▸ WORK TO COMPLETE:
An exact copy of the entries below is needed, with every picture left out.
═════ EXERCISE DATA
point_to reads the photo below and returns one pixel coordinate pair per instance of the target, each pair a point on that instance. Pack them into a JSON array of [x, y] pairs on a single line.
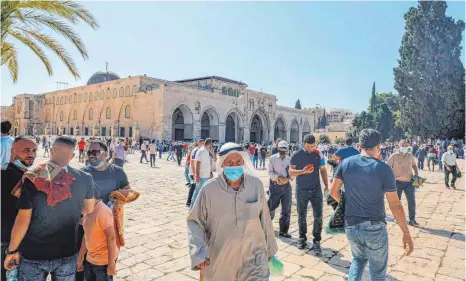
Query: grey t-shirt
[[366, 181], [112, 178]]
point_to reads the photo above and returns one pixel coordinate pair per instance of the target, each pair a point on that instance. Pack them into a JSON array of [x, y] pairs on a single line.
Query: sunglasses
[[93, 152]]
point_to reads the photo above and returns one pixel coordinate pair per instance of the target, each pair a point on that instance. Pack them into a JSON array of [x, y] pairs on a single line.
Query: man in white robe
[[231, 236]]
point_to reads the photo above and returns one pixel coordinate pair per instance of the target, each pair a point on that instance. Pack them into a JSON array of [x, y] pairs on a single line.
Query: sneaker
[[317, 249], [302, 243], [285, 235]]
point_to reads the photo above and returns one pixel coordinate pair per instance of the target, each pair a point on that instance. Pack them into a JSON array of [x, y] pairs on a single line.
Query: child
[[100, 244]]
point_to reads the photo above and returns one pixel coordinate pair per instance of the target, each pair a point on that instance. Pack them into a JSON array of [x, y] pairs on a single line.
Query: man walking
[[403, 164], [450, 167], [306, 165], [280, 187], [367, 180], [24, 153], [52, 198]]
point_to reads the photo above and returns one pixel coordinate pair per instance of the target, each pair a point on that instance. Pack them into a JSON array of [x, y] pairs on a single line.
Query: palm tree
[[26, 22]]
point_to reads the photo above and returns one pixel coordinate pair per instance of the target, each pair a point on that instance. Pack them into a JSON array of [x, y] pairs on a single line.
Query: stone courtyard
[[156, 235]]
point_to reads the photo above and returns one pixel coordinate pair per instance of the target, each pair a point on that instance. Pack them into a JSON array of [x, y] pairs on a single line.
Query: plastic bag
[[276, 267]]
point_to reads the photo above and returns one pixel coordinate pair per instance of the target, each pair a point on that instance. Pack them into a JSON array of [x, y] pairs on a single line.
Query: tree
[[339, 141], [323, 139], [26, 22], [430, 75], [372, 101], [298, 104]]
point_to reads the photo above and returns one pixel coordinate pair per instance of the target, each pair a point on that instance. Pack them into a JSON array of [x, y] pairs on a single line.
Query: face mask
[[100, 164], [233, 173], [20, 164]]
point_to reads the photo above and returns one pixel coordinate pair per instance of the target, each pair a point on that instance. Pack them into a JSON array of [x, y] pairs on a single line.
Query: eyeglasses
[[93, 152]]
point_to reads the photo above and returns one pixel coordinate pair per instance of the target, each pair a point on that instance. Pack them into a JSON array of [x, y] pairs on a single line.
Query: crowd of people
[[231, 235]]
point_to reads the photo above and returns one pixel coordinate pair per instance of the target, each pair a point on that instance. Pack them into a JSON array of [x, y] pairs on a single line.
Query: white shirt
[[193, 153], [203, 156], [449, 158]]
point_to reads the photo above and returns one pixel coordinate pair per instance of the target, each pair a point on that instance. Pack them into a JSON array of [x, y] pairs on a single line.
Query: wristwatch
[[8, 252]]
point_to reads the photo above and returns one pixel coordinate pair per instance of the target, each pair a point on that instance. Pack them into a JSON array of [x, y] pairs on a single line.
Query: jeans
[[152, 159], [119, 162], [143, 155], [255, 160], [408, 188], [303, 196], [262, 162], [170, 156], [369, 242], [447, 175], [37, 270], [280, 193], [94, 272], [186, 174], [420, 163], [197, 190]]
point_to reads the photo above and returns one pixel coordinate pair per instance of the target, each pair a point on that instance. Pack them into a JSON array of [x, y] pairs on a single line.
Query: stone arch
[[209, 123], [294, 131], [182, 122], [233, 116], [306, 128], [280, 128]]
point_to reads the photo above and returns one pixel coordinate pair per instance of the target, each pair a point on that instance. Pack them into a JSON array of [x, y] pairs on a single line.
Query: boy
══════════
▸ RESULT FOR THIS EXERCISE:
point_to reads the photo below and returns one pixel coordinate pair per instance of the target, each pair a point on that instance. Pack them into a JSON array of [x, y] pairs on a single line.
Query: grey t-shirt
[[366, 181], [112, 178]]
point_to reads the photo above and returns one pixel coordinate pair per instance of the target, each pair a point on that instance. Pack them into a JSON array of [x, y] pairs on a single line.
Query: sunglasses
[[93, 152]]
point_to reads the photo above and returns one pixel coordinate pair per instance of the target, each pair a point on that instance. Pack them into a JSON array of [x, y] pairs on a single line.
Query: man in white robe
[[231, 236]]
point_to reads the photo above and returns one pixel coordinate pair per instance of the target, each pair a point on that instance. Pack them into a JSON array of [x, y] pairs on a single line.
Query: sneaker
[[317, 249], [302, 243], [285, 235]]
point_to reads the photo above and returns one pixel coordinate pair per instance of the target, each pair a point on that instance. Pack them into a JSON array of [x, y] pairs on a single line.
Query: child
[[100, 244]]
point_to reads the photo above and returns one pixel coordinate pair per instance of the target, each pair a point on that instance. Pack them into a JSON array of [x, y] pairs on a single line.
Query: man walking
[[403, 164], [450, 167], [306, 165], [280, 187], [367, 180], [24, 153], [52, 198]]
point_to reads the photo above and returns one pixel coordinate pair per instance of the target, each pair a point on that instance. Pack them into a JSON array of [x, y] pairs on a single line.
Query: palm tree
[[26, 22]]
point_to reads the photo above and returns one pixel coordinate pair per instance of the target, each pair a point on that instance. Pack them into a JSON array of [x, y] pairs on a single line.
Query: stone courtyard
[[156, 235]]
point_to reads the photo above and returns one pixel coordinate pair per instance of the target, each pair a point on that instance. Pack them into a JSON array of [x, y] pairs on a single line.
Query: plastic bag
[[276, 267]]
point_to reads the photo above and returns one pixel coordinate pair per instance of the target, each pair a point on that instance. Pack them into a JSON array of [x, y] pairs on a single line.
Query: tree
[[339, 141], [323, 139], [26, 22], [430, 75], [372, 101], [298, 104]]
point_to reads the photo above and returns one pixel coordinate pair per instance of the target, each pair a point on that instance. Pack them into a JSON array of [x, y] pairs on a single line.
Query: face mask
[[100, 164], [233, 173], [20, 164]]
point_to reads the photo above and returns one pixel coordinate pair per instance of the target, each pair a point on that instance. Pack them into a JSON array of [x, y] pairs on a single line.
Query: eyeglasses
[[93, 152]]
point_to reads the photo above and returns one pixel coordinate pair per instance of the target, each pair a point on that instance. Pack them into a JSON array of [x, y] pairs on a single line.
Query: crowd of people
[[231, 235]]
point_to reads the photo above and returns one pixel coordinate pair per instance of the target, each pair a point on that instance. Pack them into a JSON array of [x, y] pairs on a single line.
Query: white shirt
[[193, 153], [203, 156], [449, 158]]
point_to reads the photo above and returns one pixel coordinate pair per instance of the target, each pair a point on that instance. Pack them into a JSON array of [x, y] pairs on a single line.
Query: wristwatch
[[8, 252]]
point_to reads the photo above and returns one pixel coordinate pair per instance of the target, each pair a point on that instance. Pack them into a JSON array of [x, y] pairs on a single line.
Query: jeans
[[152, 159], [119, 162], [143, 155], [255, 160], [408, 188], [303, 196], [262, 162], [170, 156], [369, 242], [447, 175], [37, 270], [280, 193], [94, 272], [186, 174], [420, 163], [197, 190]]
point_to reads the photo above and returns one pixel coordinate pair per instance of the target, each pair a point on that instance. Pack them into a JSON array of [x, y] pairs on a single line.
Query: stone arch
[[209, 123], [294, 131], [182, 122], [233, 116], [306, 128], [280, 128]]
point_to reads the photo above and returns one pixel coordinate pair per instance of the target, each pair a point on that instance. Pack them into a JSON array of [x, y] pairs on a single line.
Query: boy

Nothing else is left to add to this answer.